> _WORK REQUIRED_: According to the article on Iran's nuclear exhibition, about how many patients benefit from radiopharmaceuticals each year?

> _SOURCE EXTRACT_:
-------------------------

Eslami made the statement before the launch of an exhibition showcasing Iran’s latest achievements in the nuclear industry at Tehran’s Imam Khomeini Hosseinieh on Sunday.
“These achievements were made under heavy threats and sanctions from the enemies,” Eslami said, adding, “Achieving complex nuclear technologies in such difficult conditions has not been easy whatsoever, but our country’s young scientists achieved them without using foreign capacities.”
Pointing to the AEOI’s goal of manifesting the effects of nuclear energy in society and people’s lives, Eslami said, “The fields of health, medicine, food security and agriculture, industry, water and soil and environment have been discussed in the exhibition, and the achievements of these sectors are introduced.”
Iran’s nuclear chief underscored the use of nuclear energy in people’s daily lives and said the central part of the issue are power plants and the production of atomic electricity, which is being used by world countries as a source of clean energy.
Pointing to radiation as one of the most important parts in the field of nuclear energy, which can be used in medicine, Eslami said, “Radiopharmaceuticals are widely used in the medical field; every year, about one million patients benefit from radiopharmaceuticals that are produced by atomic energy in the field of diagnosis and treatment, especially for cancer.”
The head of the AEOI also said that replacing radiation to combat agricultural and food pests is one of the most important achievements of atomic energy for public use.
“The use of radiation in agriculture has two features; it gives health as a gift to the society because pesticides will not be used in agriculture, and of course, it prevents agricultural runoff and waste,” Eslami added.
The nuclear chief also underlined that the economic conditions caused by the use of radiation in agricultural products would increase the export of such products and said, “We will no longer see pests in the agricultural sector.”
Iran showed to the world the peaceful nature of its nuclear program by signing the 2015 nuclear agreement, formally known as the Joint Comprehensive Plan of Action (JCPOA), with six world states — namely the US, Germany, France, Britain, Russia and China. But, Washington’s unilateral withdrawal in May 2018 and its subsequent re-imposition of sanctions against Tehran left the future of the deal in limbo.
Negotiations between the parties to the deal kicked off in Vienna in April 2021, with the intention of bringing the US back into the deal and putting an end to its “maximum pressure” campaign against Iran.
The discussions, however, have been at a standstill since August 2022 due to Washington’s insistence on not lifting all of the anti-Iran sanctions and offering the necessary guarantees that it will not exit the agreement again.

-------------------------

> _Pointing data for regions_:
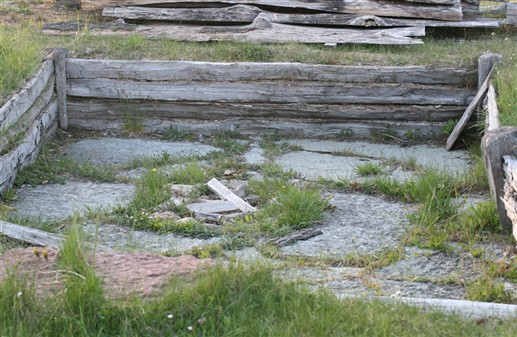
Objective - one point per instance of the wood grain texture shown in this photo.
(253, 71)
(270, 92)
(447, 12)
(310, 128)
(114, 109)
(492, 116)
(468, 113)
(262, 30)
(59, 56)
(246, 14)
(12, 162)
(225, 193)
(23, 100)
(10, 136)
(509, 196)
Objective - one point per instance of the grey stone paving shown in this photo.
(360, 224)
(57, 202)
(454, 162)
(116, 151)
(126, 239)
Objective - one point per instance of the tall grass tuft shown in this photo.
(20, 55)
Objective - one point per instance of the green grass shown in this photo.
(368, 169)
(224, 301)
(506, 94)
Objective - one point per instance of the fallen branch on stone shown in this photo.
(303, 234)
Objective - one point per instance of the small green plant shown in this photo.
(298, 207)
(188, 174)
(369, 169)
(486, 289)
(133, 124)
(149, 193)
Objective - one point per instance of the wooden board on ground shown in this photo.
(246, 14)
(450, 11)
(509, 197)
(261, 30)
(492, 116)
(303, 234)
(31, 235)
(212, 206)
(223, 192)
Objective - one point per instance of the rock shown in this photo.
(180, 190)
(165, 215)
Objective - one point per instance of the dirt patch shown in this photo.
(122, 273)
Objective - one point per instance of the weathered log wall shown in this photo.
(256, 98)
(26, 121)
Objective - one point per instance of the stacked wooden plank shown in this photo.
(316, 21)
(256, 98)
(26, 121)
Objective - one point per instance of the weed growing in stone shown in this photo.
(369, 169)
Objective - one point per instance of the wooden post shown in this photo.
(60, 66)
(485, 64)
(494, 145)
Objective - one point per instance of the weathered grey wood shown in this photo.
(486, 63)
(303, 234)
(22, 101)
(27, 120)
(246, 14)
(223, 192)
(261, 30)
(467, 309)
(270, 92)
(468, 113)
(112, 109)
(212, 206)
(310, 128)
(31, 235)
(12, 162)
(60, 69)
(511, 14)
(254, 71)
(509, 197)
(494, 145)
(492, 116)
(372, 7)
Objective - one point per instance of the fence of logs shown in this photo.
(30, 117)
(255, 98)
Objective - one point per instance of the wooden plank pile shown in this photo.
(293, 98)
(316, 21)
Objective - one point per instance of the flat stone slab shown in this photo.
(125, 238)
(360, 224)
(382, 287)
(255, 155)
(433, 267)
(311, 165)
(347, 281)
(453, 162)
(58, 202)
(116, 151)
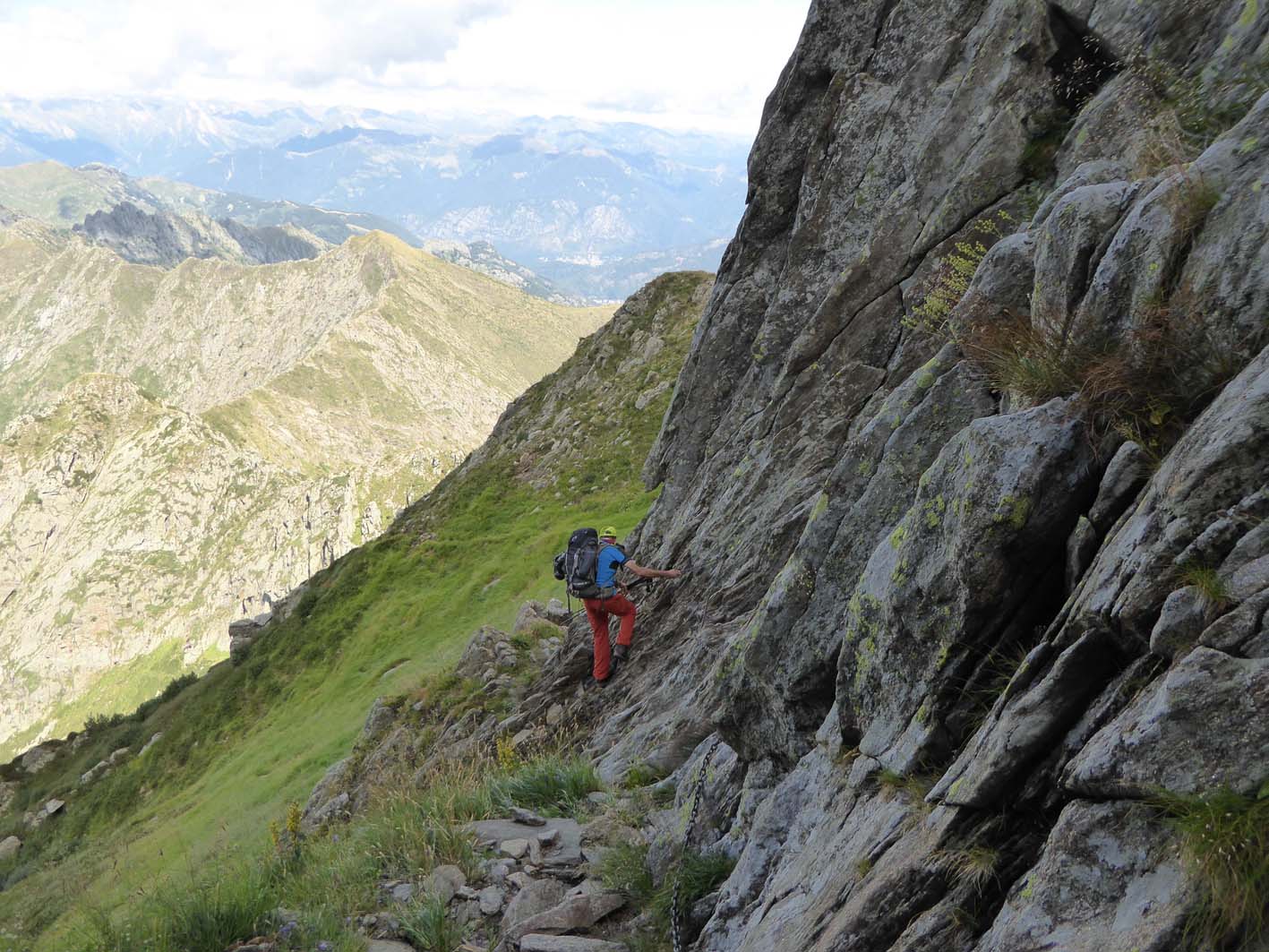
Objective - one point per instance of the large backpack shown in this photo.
(577, 566)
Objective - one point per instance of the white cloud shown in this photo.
(693, 64)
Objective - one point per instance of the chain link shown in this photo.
(687, 838)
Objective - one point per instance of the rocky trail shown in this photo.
(983, 377)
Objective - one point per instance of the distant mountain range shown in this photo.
(180, 446)
(594, 207)
(163, 222)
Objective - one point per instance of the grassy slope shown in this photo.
(408, 356)
(245, 741)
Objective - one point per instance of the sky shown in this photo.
(675, 64)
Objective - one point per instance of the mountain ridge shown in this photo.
(381, 368)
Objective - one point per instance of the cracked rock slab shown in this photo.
(1108, 879)
(1204, 725)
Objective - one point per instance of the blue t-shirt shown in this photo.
(611, 559)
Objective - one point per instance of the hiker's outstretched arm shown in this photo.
(644, 572)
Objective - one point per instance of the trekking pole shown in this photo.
(687, 838)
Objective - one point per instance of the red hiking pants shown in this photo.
(598, 610)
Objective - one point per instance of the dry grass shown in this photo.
(1146, 385)
(973, 866)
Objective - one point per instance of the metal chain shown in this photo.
(687, 838)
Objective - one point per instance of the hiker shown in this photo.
(612, 601)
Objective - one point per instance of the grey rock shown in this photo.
(378, 718)
(444, 881)
(532, 613)
(1235, 632)
(1249, 579)
(574, 914)
(1080, 548)
(964, 559)
(1108, 878)
(481, 651)
(536, 896)
(1180, 622)
(514, 848)
(319, 808)
(568, 943)
(492, 900)
(1125, 476)
(37, 758)
(556, 612)
(98, 769)
(1205, 725)
(332, 809)
(1070, 246)
(9, 847)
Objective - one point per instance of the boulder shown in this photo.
(568, 943)
(556, 612)
(536, 896)
(481, 651)
(378, 718)
(574, 914)
(37, 757)
(1180, 622)
(243, 635)
(90, 775)
(1080, 548)
(490, 899)
(1108, 878)
(322, 806)
(1202, 726)
(444, 881)
(514, 848)
(9, 845)
(1125, 476)
(531, 614)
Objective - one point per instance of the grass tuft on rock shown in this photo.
(973, 866)
(624, 869)
(428, 928)
(1210, 584)
(1225, 845)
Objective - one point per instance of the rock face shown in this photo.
(913, 577)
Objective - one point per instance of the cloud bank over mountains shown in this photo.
(699, 64)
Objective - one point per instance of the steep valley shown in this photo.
(184, 447)
(964, 457)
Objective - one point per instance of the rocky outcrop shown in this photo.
(167, 239)
(938, 614)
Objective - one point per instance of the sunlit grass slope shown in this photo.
(244, 741)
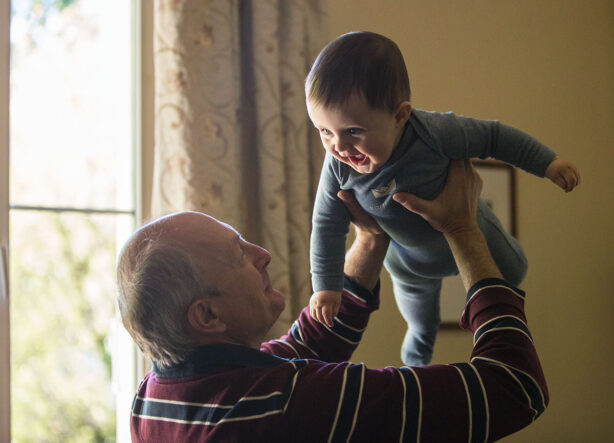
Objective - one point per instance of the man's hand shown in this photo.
(455, 207)
(563, 173)
(453, 212)
(324, 306)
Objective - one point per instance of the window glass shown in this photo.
(72, 204)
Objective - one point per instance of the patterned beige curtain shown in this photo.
(233, 138)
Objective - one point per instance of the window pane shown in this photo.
(62, 308)
(70, 103)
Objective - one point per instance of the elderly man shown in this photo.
(197, 299)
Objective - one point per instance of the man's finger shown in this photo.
(409, 201)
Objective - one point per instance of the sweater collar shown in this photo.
(210, 357)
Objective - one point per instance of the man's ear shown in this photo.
(402, 113)
(203, 316)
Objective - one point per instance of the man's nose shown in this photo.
(263, 257)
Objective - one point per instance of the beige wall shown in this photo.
(545, 67)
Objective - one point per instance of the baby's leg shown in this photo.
(504, 248)
(418, 301)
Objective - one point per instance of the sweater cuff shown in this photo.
(369, 298)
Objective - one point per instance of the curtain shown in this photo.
(233, 138)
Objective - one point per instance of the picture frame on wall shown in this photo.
(499, 191)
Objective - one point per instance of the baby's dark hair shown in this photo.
(359, 62)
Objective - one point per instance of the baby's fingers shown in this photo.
(328, 312)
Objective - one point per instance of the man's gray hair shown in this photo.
(157, 282)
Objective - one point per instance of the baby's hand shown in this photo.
(563, 173)
(324, 305)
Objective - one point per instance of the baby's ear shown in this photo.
(402, 113)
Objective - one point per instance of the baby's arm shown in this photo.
(563, 173)
(324, 305)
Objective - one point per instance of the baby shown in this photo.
(358, 98)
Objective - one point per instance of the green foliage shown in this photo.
(62, 301)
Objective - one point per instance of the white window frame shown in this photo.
(143, 139)
(5, 385)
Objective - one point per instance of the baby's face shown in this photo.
(357, 135)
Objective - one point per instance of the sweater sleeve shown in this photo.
(308, 338)
(501, 390)
(465, 137)
(330, 224)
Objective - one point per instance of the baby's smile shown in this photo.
(358, 159)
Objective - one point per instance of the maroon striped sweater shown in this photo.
(301, 388)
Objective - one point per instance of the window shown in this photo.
(71, 197)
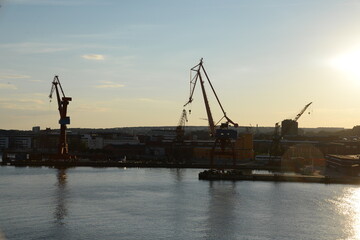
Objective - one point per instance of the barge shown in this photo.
(238, 175)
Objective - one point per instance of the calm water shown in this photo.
(113, 203)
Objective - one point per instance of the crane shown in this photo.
(63, 103)
(275, 147)
(223, 136)
(180, 129)
(198, 76)
(302, 111)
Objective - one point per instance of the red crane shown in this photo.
(63, 103)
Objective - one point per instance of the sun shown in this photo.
(348, 62)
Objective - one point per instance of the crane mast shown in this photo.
(302, 111)
(63, 103)
(180, 129)
(198, 69)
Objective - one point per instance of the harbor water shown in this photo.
(146, 203)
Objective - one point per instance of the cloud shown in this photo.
(56, 2)
(97, 57)
(22, 104)
(7, 86)
(36, 47)
(110, 85)
(13, 76)
(147, 100)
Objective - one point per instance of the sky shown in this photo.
(127, 63)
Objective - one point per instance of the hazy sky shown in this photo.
(127, 63)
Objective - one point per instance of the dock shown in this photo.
(213, 175)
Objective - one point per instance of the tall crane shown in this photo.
(198, 76)
(302, 111)
(63, 103)
(180, 129)
(223, 136)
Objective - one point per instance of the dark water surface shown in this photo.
(113, 203)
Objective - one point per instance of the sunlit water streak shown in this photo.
(113, 203)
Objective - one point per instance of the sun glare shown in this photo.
(348, 62)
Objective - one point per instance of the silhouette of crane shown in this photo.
(63, 102)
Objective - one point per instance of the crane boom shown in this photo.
(63, 103)
(302, 111)
(198, 68)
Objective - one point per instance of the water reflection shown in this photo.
(221, 211)
(61, 196)
(349, 205)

-------------------------

> _EXPECTED OUTPUT_: About one million patients benefit each year.